▶ GIVEN PASSAGE:
┏━━

Why is the sky blue…and not purple?

Avoid clichés like the plague, writing books tell you, and ordinarily I do my best to do so–but this week, I can’t help but start out with a cliché, one of the oldest in the book, the question every small child supposedly asks at some time or other: “Why is the sky blue?”

It might seem an odd choice, since surely (you’re probably thinking) this has been settled long ago. But while it’s true there’s a standard explanation, there’s actually more to the question, scientifically, then a four-year-old knows to ask. In scientific terms, the question isn’t “Why is the sky blue?” but “Why is the sky blue…and not purple?”

The answer has been spelled out fully for the first time in a new scientific paper in the July issue of the American Journal of Physics, written by Georgia Tech engineering professor Glenn Smith.

The standard explanation, the one everyone learns in school, is attributed to the 19th century English scientist Lord Rayleigh, so it’s been around for a while.

As prisms and rainbows demonstrate, so-called “white light” is really a mixture of all the visible colours of light.

Colour is determined by wavelength. As sunlight enters the Earth’s atmosphere, it’s scattered by the various molecules that make up that atmosphere, especially nitrogen and oxygen.

┗━━

▶ STORED ROWS:
┏━━

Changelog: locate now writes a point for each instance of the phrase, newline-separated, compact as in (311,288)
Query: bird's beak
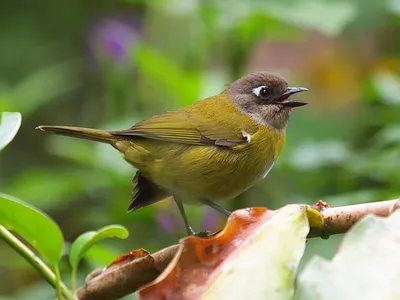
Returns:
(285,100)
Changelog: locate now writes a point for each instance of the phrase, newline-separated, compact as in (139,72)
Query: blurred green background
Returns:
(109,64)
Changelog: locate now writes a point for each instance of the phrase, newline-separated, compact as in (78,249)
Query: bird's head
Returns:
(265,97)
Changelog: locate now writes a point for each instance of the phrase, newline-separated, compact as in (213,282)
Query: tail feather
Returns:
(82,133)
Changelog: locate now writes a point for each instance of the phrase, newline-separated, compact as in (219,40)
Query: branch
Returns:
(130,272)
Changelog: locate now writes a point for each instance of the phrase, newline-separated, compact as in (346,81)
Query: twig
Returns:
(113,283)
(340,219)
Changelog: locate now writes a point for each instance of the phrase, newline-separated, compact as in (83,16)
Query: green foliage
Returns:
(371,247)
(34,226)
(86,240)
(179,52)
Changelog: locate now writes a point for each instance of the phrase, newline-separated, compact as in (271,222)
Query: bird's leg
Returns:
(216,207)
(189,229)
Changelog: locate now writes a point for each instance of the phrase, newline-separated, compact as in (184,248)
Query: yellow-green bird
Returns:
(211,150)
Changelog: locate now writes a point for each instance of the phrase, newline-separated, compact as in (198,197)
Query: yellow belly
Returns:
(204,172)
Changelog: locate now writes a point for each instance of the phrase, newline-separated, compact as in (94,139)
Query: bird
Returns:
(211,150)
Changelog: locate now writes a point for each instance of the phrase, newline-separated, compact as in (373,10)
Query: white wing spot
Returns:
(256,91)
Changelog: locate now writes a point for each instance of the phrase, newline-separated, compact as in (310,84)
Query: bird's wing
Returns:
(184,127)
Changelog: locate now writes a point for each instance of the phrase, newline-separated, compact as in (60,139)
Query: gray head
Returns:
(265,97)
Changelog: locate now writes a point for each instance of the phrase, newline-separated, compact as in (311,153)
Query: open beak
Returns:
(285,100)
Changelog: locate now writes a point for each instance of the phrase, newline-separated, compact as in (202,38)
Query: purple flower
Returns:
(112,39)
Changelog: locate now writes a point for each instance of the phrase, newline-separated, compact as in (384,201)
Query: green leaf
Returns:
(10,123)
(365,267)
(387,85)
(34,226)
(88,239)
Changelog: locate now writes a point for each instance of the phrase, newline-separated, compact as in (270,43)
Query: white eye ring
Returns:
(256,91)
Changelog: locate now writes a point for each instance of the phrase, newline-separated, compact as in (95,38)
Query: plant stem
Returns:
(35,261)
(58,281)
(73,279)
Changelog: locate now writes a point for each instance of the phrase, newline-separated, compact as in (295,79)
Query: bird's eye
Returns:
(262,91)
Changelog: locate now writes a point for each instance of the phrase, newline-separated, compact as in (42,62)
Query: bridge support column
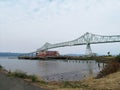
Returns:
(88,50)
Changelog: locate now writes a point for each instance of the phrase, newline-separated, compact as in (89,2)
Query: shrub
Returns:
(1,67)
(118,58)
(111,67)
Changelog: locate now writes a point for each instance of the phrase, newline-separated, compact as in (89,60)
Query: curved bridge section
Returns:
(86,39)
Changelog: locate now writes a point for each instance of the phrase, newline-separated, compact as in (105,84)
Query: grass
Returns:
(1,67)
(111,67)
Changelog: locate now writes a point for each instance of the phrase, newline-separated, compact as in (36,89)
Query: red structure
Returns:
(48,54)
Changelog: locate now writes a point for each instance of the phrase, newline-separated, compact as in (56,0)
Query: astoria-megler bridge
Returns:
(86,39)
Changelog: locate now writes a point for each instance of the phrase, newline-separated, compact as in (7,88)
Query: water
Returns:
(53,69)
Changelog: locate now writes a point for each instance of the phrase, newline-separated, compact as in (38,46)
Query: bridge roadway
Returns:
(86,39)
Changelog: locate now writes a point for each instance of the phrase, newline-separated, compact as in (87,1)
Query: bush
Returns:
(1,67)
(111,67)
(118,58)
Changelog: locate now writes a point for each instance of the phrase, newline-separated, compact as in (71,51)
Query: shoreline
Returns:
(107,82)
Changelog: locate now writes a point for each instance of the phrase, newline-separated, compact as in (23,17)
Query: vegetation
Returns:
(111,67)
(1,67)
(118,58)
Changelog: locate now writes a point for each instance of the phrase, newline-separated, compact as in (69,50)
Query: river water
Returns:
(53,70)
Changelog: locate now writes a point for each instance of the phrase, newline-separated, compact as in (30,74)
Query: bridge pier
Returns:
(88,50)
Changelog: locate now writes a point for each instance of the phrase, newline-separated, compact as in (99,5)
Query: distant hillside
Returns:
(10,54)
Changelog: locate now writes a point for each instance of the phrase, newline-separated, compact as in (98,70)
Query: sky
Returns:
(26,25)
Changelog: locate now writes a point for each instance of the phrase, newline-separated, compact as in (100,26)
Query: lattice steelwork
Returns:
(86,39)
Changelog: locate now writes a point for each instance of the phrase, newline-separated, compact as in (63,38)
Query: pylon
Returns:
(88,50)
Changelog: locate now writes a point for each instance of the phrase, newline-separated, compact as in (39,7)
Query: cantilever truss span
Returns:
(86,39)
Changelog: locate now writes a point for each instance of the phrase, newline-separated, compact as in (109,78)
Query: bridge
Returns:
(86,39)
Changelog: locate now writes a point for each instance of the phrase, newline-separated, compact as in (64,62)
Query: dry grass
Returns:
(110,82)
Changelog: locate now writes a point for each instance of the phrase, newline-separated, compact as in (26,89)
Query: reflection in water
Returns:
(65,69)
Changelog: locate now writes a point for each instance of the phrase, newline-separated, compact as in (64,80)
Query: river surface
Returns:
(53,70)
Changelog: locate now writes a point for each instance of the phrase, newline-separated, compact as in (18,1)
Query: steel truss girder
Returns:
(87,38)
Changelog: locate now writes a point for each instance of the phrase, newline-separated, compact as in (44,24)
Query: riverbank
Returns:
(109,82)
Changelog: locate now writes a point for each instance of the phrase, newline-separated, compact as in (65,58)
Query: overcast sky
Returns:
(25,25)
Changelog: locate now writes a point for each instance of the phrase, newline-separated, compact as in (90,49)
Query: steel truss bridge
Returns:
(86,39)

┗━━
┏━━

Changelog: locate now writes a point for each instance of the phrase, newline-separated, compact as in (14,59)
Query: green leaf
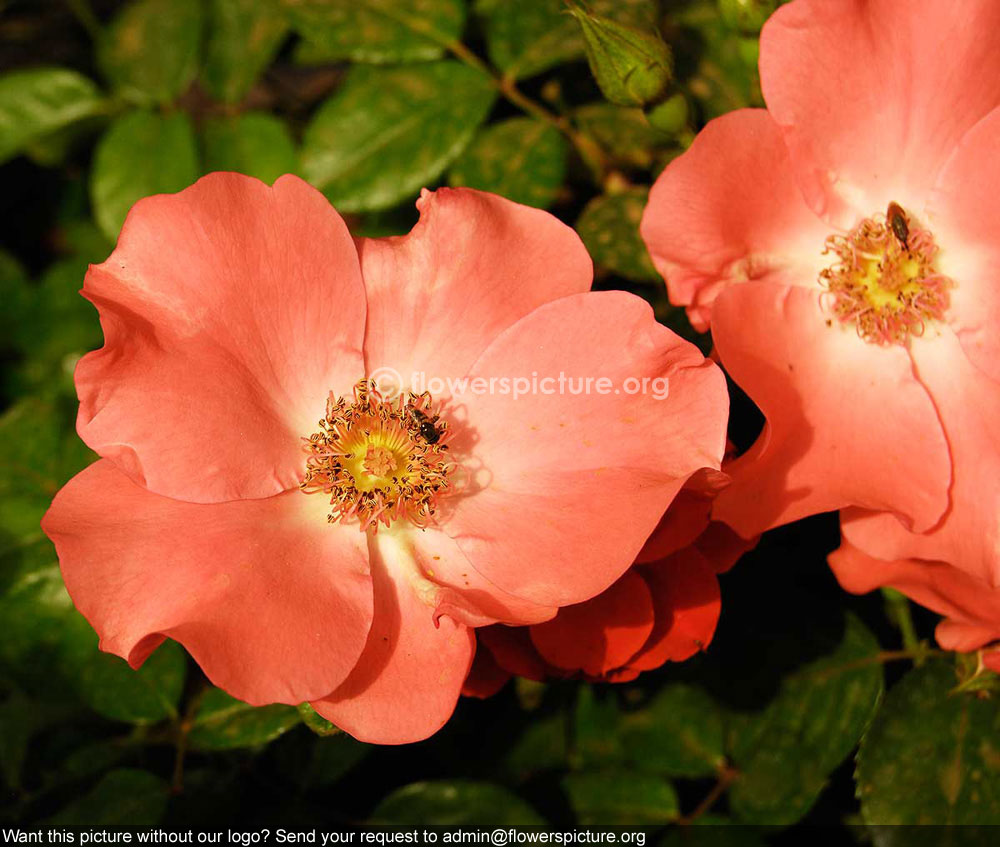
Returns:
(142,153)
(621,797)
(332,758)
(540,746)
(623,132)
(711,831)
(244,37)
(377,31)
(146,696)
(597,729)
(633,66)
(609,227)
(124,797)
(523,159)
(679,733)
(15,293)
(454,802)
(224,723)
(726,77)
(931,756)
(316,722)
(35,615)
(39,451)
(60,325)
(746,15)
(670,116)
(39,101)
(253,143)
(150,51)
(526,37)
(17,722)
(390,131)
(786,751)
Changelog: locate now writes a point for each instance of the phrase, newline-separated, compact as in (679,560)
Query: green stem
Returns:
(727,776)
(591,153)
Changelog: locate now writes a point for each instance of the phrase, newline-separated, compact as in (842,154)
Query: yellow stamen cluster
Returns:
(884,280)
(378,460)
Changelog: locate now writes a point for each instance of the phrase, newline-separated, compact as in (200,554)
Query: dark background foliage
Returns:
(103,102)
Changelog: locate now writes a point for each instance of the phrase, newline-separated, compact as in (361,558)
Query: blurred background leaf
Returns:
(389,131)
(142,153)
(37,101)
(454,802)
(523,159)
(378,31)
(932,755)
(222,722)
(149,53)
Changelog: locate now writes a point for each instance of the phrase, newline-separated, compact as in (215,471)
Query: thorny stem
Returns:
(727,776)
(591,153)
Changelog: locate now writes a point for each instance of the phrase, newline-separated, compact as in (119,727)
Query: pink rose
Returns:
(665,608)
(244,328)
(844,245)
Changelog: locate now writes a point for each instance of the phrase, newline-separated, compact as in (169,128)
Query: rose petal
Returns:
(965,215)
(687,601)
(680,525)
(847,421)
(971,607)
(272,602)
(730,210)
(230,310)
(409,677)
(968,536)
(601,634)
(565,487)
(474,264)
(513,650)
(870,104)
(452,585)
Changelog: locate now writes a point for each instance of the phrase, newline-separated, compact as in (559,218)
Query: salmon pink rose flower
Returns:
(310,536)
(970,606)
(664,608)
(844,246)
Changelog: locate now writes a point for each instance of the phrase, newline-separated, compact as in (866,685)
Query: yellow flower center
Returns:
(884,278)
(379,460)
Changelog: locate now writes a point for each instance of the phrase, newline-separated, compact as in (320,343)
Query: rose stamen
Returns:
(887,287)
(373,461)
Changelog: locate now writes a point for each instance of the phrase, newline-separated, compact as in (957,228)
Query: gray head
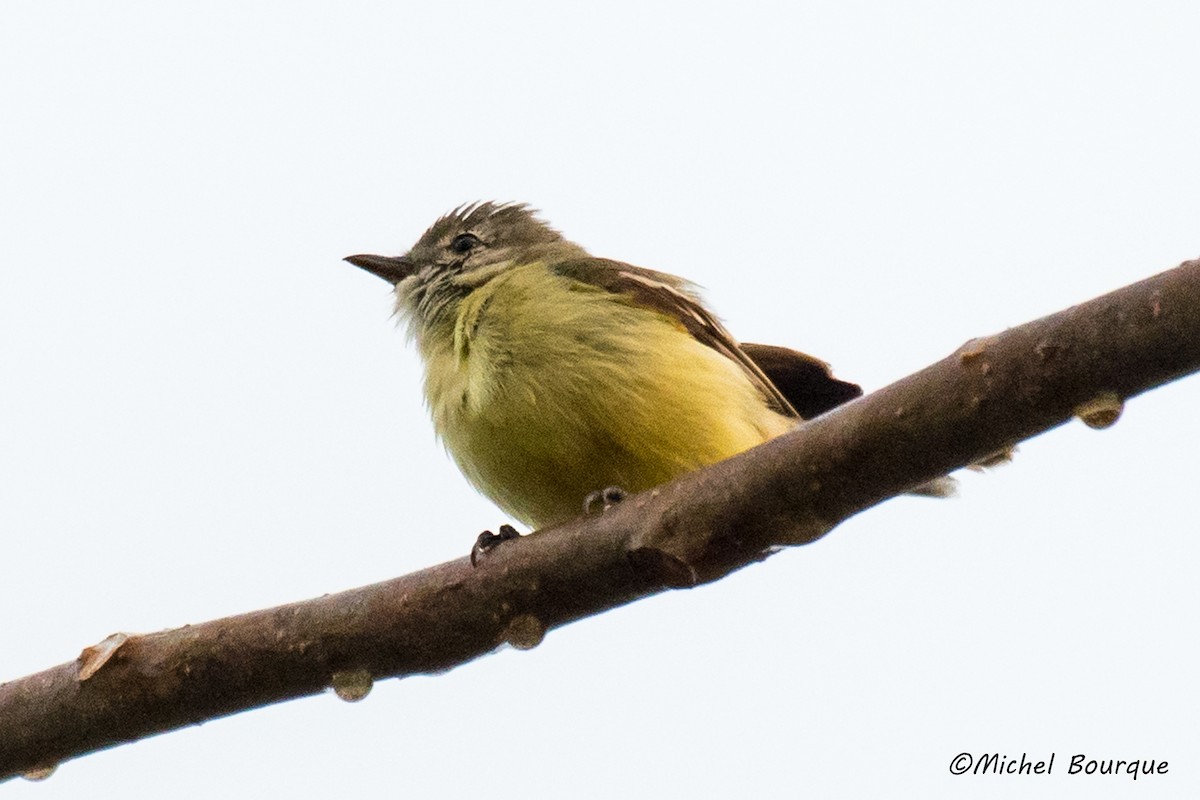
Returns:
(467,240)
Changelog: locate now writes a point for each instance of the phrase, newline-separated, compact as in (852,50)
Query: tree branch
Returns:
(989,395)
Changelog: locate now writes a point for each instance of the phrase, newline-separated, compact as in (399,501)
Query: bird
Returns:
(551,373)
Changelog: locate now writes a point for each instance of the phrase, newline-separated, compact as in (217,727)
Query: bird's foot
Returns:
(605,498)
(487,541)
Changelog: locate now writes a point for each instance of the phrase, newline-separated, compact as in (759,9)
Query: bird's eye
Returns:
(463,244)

┗━━
┏━━

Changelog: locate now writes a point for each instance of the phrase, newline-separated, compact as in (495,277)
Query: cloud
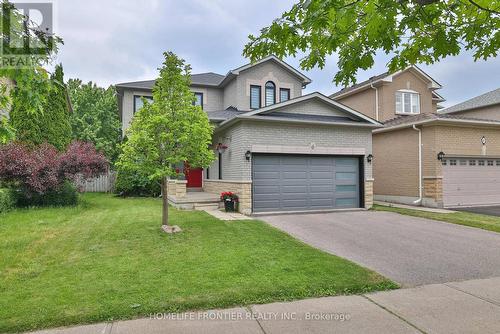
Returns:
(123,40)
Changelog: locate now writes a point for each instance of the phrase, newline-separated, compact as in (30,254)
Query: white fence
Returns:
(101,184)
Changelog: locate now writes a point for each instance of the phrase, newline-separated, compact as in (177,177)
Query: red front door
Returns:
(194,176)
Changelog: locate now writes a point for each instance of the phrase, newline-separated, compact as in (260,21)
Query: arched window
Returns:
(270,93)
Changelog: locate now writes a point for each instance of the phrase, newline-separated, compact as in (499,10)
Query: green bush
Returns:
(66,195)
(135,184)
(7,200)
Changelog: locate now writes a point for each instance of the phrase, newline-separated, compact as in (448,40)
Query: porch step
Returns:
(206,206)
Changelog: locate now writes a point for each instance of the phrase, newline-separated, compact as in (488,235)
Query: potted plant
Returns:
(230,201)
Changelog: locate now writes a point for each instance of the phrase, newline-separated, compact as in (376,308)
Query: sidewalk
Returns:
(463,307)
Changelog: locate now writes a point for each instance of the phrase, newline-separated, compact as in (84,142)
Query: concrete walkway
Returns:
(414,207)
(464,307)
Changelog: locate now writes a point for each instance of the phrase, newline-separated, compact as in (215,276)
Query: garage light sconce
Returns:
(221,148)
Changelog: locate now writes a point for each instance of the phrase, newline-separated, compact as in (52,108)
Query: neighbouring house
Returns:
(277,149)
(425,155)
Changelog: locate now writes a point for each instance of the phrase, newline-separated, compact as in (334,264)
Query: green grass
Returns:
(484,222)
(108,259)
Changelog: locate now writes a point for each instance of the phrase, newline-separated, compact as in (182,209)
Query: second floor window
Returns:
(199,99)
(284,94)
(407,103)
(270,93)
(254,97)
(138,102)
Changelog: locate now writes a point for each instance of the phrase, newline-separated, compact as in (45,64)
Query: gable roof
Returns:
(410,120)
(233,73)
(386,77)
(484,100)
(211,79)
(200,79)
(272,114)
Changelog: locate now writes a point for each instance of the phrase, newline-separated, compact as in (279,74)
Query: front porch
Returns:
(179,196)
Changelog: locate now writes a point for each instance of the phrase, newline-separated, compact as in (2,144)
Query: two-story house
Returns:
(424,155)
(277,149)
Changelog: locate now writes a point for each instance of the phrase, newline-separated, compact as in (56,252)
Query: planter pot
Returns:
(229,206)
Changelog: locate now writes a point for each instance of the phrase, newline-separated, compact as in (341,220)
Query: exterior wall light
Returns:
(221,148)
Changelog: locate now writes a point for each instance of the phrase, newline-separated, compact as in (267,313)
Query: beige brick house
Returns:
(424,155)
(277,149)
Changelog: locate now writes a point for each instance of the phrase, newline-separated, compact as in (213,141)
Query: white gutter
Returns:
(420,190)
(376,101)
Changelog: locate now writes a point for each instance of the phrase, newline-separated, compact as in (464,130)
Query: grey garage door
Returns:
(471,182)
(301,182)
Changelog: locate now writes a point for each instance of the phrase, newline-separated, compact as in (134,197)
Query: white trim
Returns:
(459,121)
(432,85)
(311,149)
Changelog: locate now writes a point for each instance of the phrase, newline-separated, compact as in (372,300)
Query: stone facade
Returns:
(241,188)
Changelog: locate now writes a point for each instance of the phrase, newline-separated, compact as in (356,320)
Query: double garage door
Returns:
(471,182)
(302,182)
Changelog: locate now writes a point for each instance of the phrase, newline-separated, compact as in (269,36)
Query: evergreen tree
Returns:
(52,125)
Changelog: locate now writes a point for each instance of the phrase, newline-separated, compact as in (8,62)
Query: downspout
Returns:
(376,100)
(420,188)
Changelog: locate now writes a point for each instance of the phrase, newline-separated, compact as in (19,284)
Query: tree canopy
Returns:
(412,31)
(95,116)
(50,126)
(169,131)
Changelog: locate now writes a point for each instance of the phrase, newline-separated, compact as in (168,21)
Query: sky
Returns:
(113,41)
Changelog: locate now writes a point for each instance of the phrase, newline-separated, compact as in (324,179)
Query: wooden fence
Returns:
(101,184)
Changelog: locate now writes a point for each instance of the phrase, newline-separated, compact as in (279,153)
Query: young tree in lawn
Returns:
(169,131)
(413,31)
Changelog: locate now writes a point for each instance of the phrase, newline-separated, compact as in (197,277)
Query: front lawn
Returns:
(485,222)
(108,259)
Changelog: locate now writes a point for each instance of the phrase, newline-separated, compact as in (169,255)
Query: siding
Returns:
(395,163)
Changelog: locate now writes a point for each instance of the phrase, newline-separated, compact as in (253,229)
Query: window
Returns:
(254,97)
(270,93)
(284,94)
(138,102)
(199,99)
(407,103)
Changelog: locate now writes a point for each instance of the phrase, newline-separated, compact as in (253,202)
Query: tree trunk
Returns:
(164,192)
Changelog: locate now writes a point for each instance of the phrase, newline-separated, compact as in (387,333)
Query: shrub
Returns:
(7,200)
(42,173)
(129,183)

┗━━

▶ TASK TO CARRY OUT:
Continue the passage on why the sky is blue from the point where it stops. The items have no connection to the passage on why the sky is blue.

▶ ANSWER TO THIS EXERCISE:
The shorter wavelengths in white light, at the blue and violet end of the spectrum, are scattered more than the longer wavelengths, at the red and yellow end. That means that when we look at the sky in any direction except directly at the sun (which, obviously, is how we normally look at the sky) it’s mostly light from the blue end of the spectrum that’s scattered into our eyes.

(Sunsets and sunrises appear red because the light of the sun, when it’s low on the horizon, has to pass through more atmosphere to get to your eye. Only the long wavelengths at the red end of the spectrum can make it through.)

That’s all fine, as far as it goes, but in fact the light in the sky is a mixture of violet (at around 400 nanometres) and blue (at around 450 nanometres). So why doesn’t the sky appear violet, or at least blue-violet?

What’s missing from the standard explanation, Smith points out in his new paper, is a discussion of the physiology of the eye.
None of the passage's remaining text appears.